**Exercise goal:** The whole listing should come back exactly as written, except for the pictures.

• • •

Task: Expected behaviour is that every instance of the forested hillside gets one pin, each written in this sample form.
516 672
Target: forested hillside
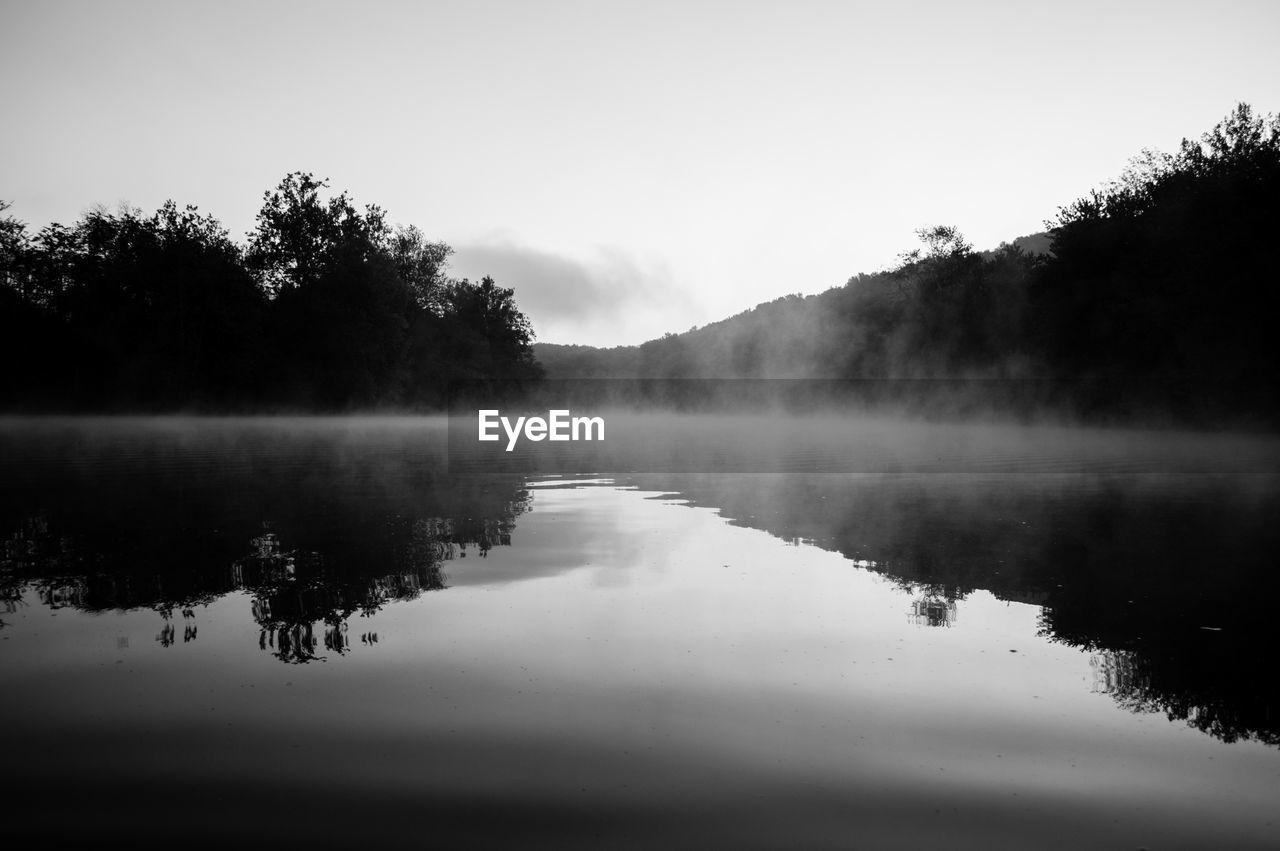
325 307
1153 292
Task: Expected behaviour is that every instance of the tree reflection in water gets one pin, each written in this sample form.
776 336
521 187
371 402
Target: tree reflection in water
1146 573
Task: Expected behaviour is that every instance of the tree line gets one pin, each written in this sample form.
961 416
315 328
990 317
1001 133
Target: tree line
324 307
1153 297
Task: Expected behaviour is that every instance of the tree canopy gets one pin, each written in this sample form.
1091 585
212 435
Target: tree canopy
324 307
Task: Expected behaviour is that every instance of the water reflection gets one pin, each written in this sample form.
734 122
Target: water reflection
1150 573
625 663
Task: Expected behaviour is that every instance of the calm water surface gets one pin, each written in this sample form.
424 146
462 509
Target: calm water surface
309 631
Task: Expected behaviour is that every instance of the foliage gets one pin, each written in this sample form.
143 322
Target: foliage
325 307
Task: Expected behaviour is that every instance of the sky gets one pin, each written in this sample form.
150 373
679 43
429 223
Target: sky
627 168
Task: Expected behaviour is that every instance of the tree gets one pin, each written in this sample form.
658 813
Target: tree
298 233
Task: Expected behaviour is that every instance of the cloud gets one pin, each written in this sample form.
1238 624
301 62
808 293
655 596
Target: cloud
608 300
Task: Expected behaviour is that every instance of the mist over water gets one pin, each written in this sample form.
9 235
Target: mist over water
1014 635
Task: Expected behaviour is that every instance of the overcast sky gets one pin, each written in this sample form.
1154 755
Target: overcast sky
629 168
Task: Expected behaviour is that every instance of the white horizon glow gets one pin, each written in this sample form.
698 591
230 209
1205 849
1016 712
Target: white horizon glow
627 168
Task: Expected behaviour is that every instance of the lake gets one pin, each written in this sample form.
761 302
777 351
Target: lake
319 631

• • •

**Result for this exercise:**
Task: Expected behaviour is that every instance of the forested hillside gets one pin, each written in this sample form.
516 672
Target: forested hillside
325 307
1153 292
Task: Expected behaviour is that every instance of the tree reflection in water gets one pin, each written in this sample form.
776 336
521 187
371 402
Target: tree reflection in water
1146 573
Task: Expected behaviour is that every instance of the tree line gets one pin, each written in this sample form.
961 416
315 328
990 317
1001 133
Target: tree line
324 307
1153 297
Task: Expected behaviour is that every instance of the tree canopy gets one pin, each written in this sample form.
1091 585
212 435
Target: tree canopy
324 307
Task: Expected behaviour is that every instance of the water reflection gets one pin, each written in this sample form.
734 122
Target: water reflection
1150 573
625 663
Task: Expected behaviour is that every instance of the calm water surface gets one pin, each written in this sample form.
424 146
462 509
Target: calm water surface
309 631
Task: Expected behaviour is that every instance of the foliage gets one pin, each written in this sample form.
143 322
Target: foliage
325 307
Task: Expected behaviour is that every instance of the sky gets one pin, each written in this sample form.
150 373
679 43
429 223
Target: sky
627 168
Task: Expected behaviour is that every instance of the tree gets one pin, each written in this sample form.
658 813
Target: tree
298 233
Task: Expected behaviour is that every instance of the cloud gets one pin, each written in this sample form.
1238 624
301 62
808 293
655 596
Target: cloud
608 300
Task: Expected behaviour is that every instance of the mist over water gets one pin, each written in this sample form.
9 235
Target: mist over water
1014 635
Task: Expected behaviour is that every instance of the overcast sky gets one pin, each written in this sample form.
1154 755
Target: overcast sky
629 168
Task: Expected behaviour is that every instance of the white horizon glow gets one pin, each written in this sample form.
698 591
230 209
1205 849
1016 712
Target: white horizon glow
627 168
Task: Expected behaviour is that every instance of the lake gets one pin, each written in this sample form.
761 302
777 351
Target: lake
319 631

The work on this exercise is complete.